SET TASK: Copy verbatim the lines of the listing below, starting with the line that contains "boy's face, one" and continuing through the line that contains "Target: woman's face", both of those lines included. Output nothing else.

TASK INPUTS:

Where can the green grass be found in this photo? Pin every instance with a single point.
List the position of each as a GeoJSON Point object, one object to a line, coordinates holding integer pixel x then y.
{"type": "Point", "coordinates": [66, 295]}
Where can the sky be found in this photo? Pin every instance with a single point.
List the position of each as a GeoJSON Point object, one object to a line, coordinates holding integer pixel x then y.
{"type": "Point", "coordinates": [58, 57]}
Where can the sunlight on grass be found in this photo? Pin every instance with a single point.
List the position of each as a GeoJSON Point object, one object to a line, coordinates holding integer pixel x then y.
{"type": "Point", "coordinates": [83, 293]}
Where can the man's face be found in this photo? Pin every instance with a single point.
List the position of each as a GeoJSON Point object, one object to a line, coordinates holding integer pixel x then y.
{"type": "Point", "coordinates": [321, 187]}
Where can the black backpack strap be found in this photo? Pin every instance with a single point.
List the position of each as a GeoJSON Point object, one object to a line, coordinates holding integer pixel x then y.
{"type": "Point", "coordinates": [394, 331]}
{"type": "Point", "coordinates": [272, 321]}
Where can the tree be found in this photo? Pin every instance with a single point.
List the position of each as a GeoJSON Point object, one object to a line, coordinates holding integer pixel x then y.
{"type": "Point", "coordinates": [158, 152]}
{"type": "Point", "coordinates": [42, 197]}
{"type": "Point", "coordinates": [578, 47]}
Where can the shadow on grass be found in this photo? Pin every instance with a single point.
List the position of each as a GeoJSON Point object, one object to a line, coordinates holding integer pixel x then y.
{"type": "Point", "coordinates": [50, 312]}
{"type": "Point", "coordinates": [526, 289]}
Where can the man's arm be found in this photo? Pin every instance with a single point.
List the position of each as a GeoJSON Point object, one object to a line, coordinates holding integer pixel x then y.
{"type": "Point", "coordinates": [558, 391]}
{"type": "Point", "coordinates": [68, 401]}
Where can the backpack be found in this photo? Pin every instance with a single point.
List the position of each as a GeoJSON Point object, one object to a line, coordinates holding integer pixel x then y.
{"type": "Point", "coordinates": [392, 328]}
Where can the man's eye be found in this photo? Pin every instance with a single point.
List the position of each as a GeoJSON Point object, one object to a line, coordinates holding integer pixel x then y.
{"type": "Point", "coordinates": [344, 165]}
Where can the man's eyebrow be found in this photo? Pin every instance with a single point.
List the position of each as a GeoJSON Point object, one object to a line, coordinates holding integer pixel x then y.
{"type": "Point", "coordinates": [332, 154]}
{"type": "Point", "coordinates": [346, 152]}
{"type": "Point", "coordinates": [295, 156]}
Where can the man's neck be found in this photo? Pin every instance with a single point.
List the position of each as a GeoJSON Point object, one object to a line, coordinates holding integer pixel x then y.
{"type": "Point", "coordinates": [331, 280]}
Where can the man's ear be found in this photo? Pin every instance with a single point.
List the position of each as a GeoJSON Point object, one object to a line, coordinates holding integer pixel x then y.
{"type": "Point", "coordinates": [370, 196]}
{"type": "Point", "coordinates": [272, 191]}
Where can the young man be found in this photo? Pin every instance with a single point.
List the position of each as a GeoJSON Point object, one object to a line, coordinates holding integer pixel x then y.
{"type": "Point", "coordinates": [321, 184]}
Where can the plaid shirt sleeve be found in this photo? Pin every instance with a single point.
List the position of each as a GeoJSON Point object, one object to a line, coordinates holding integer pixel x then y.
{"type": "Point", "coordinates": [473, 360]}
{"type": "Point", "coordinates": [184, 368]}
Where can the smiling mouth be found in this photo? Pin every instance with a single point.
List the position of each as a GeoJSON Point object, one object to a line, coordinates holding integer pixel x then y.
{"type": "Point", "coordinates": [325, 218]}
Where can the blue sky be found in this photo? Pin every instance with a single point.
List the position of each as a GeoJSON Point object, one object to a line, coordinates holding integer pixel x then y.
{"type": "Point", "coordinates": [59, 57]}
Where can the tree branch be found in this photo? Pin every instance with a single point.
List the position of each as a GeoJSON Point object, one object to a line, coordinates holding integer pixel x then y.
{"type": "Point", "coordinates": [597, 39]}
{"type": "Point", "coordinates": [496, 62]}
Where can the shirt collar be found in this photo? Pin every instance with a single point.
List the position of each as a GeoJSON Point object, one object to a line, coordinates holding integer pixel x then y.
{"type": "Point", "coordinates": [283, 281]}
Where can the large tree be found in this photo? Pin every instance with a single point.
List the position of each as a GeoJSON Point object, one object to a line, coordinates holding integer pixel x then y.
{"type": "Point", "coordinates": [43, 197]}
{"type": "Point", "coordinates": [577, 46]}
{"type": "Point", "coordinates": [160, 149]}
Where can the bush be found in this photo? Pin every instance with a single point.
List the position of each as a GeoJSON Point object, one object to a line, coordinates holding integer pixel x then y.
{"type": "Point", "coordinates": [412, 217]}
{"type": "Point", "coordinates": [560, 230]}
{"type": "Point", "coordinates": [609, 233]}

==

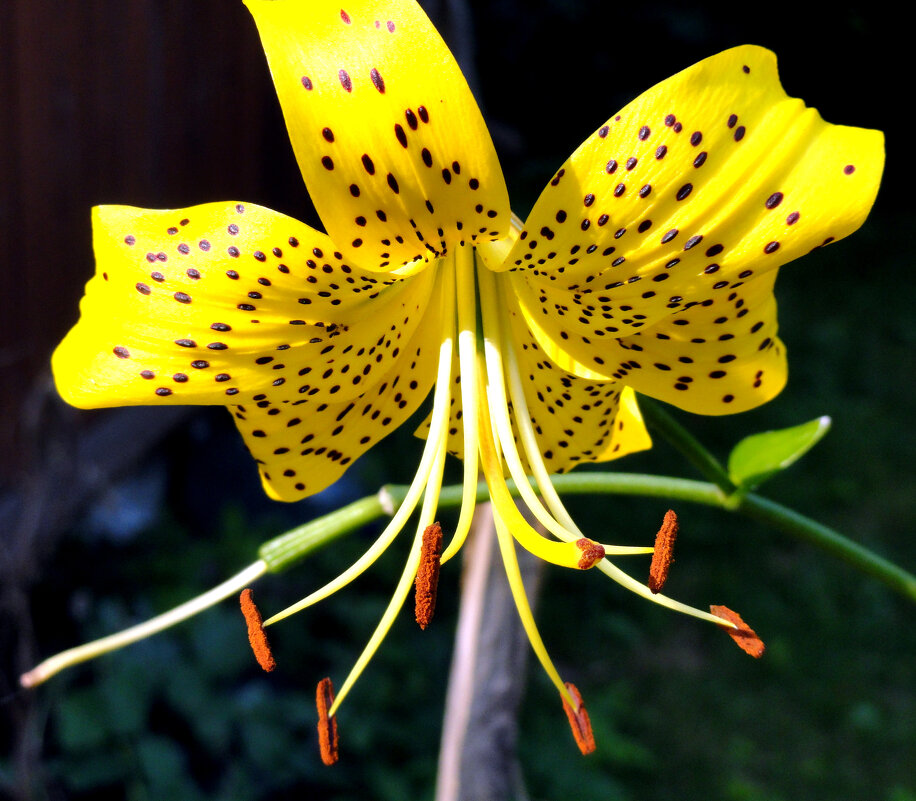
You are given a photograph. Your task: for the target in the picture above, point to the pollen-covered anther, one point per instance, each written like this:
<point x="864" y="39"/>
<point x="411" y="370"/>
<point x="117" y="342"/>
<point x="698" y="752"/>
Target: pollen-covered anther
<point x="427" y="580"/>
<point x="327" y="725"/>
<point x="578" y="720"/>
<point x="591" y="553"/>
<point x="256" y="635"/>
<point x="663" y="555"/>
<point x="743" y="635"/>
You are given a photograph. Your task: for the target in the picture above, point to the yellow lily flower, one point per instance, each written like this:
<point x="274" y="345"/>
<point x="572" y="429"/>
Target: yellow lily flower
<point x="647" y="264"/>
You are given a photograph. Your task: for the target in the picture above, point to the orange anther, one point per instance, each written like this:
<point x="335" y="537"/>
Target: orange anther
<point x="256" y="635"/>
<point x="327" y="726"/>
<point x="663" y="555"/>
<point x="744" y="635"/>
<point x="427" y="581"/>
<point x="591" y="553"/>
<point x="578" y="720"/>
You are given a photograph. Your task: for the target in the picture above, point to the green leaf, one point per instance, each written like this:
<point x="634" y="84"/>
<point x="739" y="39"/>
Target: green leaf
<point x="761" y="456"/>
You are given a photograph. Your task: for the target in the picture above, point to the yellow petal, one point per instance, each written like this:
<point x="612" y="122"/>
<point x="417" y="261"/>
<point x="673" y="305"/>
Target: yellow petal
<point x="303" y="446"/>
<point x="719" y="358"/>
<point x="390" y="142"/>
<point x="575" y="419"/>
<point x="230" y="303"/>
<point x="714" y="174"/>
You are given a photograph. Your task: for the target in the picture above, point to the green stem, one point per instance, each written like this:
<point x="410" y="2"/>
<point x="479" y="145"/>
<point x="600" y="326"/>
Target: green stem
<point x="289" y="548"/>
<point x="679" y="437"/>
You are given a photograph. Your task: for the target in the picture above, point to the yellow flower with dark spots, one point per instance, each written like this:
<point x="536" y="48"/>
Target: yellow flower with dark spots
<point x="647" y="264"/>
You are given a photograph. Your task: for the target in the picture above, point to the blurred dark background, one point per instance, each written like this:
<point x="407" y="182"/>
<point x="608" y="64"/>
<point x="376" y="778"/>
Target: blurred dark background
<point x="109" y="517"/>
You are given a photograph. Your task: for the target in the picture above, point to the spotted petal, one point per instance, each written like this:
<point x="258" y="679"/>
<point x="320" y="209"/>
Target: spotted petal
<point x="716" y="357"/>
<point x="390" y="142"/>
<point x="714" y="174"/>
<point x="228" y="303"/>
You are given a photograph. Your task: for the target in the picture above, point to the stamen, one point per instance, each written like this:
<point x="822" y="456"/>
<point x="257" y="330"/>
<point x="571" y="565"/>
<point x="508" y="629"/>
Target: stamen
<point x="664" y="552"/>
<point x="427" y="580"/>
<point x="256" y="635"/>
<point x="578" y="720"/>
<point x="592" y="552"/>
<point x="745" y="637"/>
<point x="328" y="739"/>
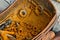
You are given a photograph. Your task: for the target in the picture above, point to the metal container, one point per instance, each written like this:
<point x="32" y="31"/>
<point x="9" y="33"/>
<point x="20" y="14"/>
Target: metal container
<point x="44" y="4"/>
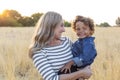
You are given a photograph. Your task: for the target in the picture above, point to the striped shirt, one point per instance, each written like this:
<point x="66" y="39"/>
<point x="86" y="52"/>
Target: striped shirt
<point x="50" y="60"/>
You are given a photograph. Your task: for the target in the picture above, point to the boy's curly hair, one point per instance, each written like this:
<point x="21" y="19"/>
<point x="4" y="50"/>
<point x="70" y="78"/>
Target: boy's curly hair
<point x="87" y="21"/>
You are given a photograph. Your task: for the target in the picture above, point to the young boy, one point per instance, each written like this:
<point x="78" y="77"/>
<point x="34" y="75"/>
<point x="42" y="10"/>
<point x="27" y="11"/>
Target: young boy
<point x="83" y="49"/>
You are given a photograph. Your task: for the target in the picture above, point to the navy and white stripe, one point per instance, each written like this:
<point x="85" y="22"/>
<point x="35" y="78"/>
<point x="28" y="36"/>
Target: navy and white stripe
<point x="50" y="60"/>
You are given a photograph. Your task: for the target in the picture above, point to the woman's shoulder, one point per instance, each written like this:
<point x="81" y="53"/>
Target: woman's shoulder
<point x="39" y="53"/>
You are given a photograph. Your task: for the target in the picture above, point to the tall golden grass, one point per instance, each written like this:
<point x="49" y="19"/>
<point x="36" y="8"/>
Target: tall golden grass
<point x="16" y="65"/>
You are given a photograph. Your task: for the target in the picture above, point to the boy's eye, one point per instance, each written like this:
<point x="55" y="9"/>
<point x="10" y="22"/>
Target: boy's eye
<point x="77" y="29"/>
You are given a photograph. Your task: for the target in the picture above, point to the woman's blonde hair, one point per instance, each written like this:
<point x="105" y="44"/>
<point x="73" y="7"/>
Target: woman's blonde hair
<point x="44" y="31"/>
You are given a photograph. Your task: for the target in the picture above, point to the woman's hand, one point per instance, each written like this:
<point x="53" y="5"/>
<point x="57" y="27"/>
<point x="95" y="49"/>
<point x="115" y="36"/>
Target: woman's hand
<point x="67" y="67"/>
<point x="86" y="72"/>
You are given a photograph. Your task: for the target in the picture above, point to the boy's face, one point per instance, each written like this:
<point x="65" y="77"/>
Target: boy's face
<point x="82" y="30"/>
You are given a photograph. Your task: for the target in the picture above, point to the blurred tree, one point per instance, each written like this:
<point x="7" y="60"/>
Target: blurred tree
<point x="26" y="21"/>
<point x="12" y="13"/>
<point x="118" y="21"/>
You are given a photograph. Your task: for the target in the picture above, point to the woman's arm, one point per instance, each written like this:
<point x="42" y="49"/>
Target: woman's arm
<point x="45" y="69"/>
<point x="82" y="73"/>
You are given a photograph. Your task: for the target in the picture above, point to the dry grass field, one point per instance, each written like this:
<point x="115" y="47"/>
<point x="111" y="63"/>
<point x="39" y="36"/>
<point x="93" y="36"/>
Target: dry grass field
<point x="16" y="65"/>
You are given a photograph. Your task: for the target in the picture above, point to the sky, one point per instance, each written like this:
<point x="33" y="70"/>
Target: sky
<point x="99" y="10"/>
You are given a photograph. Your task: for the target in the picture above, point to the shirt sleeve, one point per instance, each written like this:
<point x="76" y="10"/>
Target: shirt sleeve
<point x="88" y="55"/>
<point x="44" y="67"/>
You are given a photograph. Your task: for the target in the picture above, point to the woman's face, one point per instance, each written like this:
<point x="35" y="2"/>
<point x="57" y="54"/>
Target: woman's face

RESPONSE TO THE TASK:
You are given a photograph. Your task: for the target in the picture above, point to the boy's face, one point per instance, each written like this:
<point x="65" y="77"/>
Target: boy's face
<point x="82" y="30"/>
You are given a photograph. Your task: for the target in the picture above, point to the blurred tree, one point per instance, each written like this:
<point x="7" y="60"/>
Target: blurred tree
<point x="26" y="21"/>
<point x="12" y="13"/>
<point x="118" y="21"/>
You are given a photograph. Your task: for the target in the picture above, point to the woman's arm, one point per instance, each written like this:
<point x="42" y="49"/>
Target: woman's arm
<point x="45" y="69"/>
<point x="82" y="73"/>
You are given a photograph. Your task: for the target in the picture above, point to the dry grass field, one point per instance, each written like this:
<point x="115" y="47"/>
<point x="111" y="63"/>
<point x="39" y="36"/>
<point x="93" y="36"/>
Target: dry grass field
<point x="16" y="65"/>
You are given a photograph. Your task: for the target in the picture above, point to the sky, one point per instance, each written like this:
<point x="33" y="70"/>
Target: sky
<point x="99" y="10"/>
You are given a photograph. Your task: for the target in the picture above, point to the shirt sleeve, one point per instance, each written like this:
<point x="76" y="10"/>
Target: shirt sleeve
<point x="88" y="55"/>
<point x="44" y="67"/>
You are given a photograph. Your task: for the target in the picture above, point to the woman's face, one point per instance, each written like this:
<point x="35" y="2"/>
<point x="57" y="54"/>
Target: woman's face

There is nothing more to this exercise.